» **Prompt A**: In the hiking tips article, which organization does Johanna Felber represent?
» **Prompt B**: From the hiking tips article, quote the stretch from "Zigzagging across land" through "cause great damage.".

» **Quoted passage**:
__________

Reducing your carbon footprint when hiking is easy


When hiking, try to avoid making any new trails. — Pixabay

Hikers love the great outdoors. So it should be in their interest to protect and preserve nature. Here are some simple tips on how to hike responsibly and reduce your carbon footprint.

Stay on the path

While that may sound trite, “simply staying on the trail is the easiest way of conserving nature”, says Johanna Felber, a representative of the German Alpine Association (DAV). Staying on track is crucial especially in protected areas.

Zigzagging across land disturbs animals in their natural habitat and can destroy plants growing on the ground. It also creates new trails, according to the DAV. That is problematic because the soil in the trampled areas can erode during the next big downpour and cause great damage.

Take your rubbish

Another seemingly obvious but important point applies to rubbish, and not only the one you produce yourself. Why not pick up the cereal bar wrapper lying by the side of the road instead of carelessly walking past it?

Bring a small plastic bag to store the rubbish until you come across a bin.

Eat locally

Those who dine in restaurants along the route help to boost the regional economy and support regional producers, Felber says. Pack all the food you take along in a lunchbox instead of buying packaged food.

No loo in sight?

__________

» **Supplied information**:
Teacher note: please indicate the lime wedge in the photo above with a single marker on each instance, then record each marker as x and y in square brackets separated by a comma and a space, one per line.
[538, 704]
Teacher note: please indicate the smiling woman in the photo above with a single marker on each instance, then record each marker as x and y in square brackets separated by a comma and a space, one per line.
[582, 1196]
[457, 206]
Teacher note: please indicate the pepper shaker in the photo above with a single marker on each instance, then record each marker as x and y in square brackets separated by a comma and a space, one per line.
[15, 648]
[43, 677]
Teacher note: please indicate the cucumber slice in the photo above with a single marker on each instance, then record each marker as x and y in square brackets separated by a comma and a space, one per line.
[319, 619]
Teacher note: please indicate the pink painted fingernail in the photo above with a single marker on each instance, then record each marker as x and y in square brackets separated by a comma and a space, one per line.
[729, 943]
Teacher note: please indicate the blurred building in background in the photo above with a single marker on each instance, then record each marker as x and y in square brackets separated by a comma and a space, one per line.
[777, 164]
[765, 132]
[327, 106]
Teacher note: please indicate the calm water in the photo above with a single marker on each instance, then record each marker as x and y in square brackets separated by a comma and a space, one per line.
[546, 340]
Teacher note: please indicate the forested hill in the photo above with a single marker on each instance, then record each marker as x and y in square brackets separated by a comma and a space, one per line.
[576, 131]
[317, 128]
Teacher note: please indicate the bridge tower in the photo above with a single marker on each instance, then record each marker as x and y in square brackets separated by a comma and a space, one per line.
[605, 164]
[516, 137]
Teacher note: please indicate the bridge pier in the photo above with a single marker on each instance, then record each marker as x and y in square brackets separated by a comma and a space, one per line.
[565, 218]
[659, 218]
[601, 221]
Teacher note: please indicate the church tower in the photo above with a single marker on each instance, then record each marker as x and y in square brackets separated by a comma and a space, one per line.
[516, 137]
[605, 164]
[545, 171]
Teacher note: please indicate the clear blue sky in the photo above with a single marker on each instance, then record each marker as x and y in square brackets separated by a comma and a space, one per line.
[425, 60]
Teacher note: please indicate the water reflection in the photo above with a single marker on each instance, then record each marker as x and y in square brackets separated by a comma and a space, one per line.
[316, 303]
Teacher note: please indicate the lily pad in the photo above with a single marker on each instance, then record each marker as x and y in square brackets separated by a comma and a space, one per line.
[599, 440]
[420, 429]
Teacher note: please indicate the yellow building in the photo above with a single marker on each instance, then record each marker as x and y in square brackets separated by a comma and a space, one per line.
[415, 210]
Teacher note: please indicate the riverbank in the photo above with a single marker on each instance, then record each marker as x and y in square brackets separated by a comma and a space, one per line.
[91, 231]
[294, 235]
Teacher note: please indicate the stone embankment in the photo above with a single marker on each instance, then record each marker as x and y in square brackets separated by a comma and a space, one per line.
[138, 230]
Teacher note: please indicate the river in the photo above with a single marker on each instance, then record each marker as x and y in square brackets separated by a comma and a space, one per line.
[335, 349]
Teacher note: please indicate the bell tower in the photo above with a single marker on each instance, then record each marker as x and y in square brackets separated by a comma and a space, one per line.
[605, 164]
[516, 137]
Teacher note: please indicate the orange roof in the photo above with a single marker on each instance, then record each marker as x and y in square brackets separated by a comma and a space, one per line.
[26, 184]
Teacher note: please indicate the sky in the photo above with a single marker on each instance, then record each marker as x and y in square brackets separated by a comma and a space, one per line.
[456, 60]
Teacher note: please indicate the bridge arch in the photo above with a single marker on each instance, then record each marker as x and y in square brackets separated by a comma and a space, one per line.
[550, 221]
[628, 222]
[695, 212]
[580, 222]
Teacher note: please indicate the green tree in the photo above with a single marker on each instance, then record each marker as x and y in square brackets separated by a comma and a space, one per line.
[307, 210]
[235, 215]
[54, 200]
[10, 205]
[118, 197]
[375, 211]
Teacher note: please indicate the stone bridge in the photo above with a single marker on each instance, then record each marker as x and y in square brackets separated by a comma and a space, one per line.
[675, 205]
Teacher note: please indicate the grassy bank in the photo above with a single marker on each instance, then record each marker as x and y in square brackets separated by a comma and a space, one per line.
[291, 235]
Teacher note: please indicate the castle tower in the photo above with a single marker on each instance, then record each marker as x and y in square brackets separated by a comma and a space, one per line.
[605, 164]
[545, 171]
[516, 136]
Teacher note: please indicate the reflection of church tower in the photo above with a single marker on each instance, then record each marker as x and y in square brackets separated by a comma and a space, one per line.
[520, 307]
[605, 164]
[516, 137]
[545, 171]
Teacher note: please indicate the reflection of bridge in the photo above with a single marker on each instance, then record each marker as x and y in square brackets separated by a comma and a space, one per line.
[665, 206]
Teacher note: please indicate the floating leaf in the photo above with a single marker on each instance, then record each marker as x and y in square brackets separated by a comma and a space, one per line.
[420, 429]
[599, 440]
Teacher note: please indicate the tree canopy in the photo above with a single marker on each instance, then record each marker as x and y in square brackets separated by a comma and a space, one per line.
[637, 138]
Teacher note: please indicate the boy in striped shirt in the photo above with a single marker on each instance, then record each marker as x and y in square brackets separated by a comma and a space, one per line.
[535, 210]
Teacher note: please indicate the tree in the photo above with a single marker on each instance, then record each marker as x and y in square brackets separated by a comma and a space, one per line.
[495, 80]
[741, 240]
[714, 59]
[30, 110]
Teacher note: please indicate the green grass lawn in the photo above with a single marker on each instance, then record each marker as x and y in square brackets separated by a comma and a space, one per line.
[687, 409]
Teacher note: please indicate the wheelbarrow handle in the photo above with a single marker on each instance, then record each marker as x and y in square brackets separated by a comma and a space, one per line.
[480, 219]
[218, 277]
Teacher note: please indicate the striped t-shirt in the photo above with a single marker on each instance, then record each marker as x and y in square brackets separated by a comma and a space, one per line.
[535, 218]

__________

» **Full output A**: The German Alpine Association (DAV).

» **Full output B**:
Zigzagging across land disturbs animals in their natural habitat and can destroy plants growing on the ground. It also creates new trails, according to the DAV. That is problematic because the soil in the trampled areas can erode during the next big downpour and cause great damage.